> [Provided records]:
----
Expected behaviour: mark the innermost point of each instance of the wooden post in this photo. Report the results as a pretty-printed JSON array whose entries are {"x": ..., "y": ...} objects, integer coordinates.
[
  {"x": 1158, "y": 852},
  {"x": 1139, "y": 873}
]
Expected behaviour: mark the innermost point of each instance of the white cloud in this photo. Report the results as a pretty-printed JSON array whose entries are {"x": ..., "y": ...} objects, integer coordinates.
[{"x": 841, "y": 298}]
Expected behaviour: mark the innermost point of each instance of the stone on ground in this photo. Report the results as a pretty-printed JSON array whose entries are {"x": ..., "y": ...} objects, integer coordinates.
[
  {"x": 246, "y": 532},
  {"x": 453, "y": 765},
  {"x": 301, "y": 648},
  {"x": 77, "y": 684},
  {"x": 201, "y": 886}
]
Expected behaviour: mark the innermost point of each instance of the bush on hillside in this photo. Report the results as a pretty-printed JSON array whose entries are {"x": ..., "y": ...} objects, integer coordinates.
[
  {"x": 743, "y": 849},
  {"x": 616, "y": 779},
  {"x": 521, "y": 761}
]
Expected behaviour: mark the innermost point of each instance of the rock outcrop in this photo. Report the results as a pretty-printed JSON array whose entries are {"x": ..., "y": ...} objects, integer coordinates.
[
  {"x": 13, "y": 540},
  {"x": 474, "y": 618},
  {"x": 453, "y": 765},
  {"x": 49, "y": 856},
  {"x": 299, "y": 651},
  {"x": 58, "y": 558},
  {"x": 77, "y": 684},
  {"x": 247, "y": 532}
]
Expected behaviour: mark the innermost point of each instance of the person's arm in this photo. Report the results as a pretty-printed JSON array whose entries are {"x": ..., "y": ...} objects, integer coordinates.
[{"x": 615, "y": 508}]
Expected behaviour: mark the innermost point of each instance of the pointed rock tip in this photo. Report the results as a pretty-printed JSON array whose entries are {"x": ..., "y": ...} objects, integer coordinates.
----
> [Work item]: Set the entries down again precisely as they were given.

> [Reply]:
Expected behaviour: mark the innermost point of each instance of the wooden post in this photo. Report the results as a pretty-printed JSON array whose entries are {"x": ..., "y": ...} objects, integer coordinates.
[
  {"x": 1158, "y": 852},
  {"x": 1139, "y": 873}
]
Expected behaviour: mark the innermost point of each instance of the white cloud in this photo. Report the results as a pretty-printed JSON array whose entries are {"x": ..., "y": ...} objects, integer coordinates.
[{"x": 841, "y": 298}]
Expected behaviour: mark the innermost point of each instance of the stone on ground in this photo. Report the results as a pretty-printed JSON array whose entries are {"x": ..., "y": ...} objects, integer coordinates.
[
  {"x": 246, "y": 532},
  {"x": 453, "y": 765},
  {"x": 301, "y": 648},
  {"x": 77, "y": 684},
  {"x": 201, "y": 886}
]
Expected behaviour: mark the innermost point of each instance of the bush on hillside in this photo. Report the results as a pretty-printed JSON array whose entries are {"x": ..., "y": ...} objects, integer coordinates.
[
  {"x": 743, "y": 849},
  {"x": 616, "y": 779},
  {"x": 521, "y": 761}
]
Expected behaviour: mark the innermost point of each instance of the rock outcrop in this photo. Report the results as a pretty-printed JSON array whose entries are {"x": ..., "y": ...} objects, integer coordinates.
[
  {"x": 13, "y": 540},
  {"x": 474, "y": 618},
  {"x": 453, "y": 765},
  {"x": 49, "y": 856},
  {"x": 299, "y": 651},
  {"x": 58, "y": 558},
  {"x": 77, "y": 684},
  {"x": 247, "y": 532}
]
Expected behaviour: mark the innermost point of each instance of the person's arm in this photo. Report the results as a pretty-printed JSON array whose entries are {"x": ..., "y": ...} objects, integer coordinates.
[{"x": 615, "y": 508}]
Expected behaviour: mark the innermost point of each instance of the pointed rock tip in this photo. Report the results as a pretty-printed JSON array whose entries are {"x": ..., "y": ...} objects, integer coordinates.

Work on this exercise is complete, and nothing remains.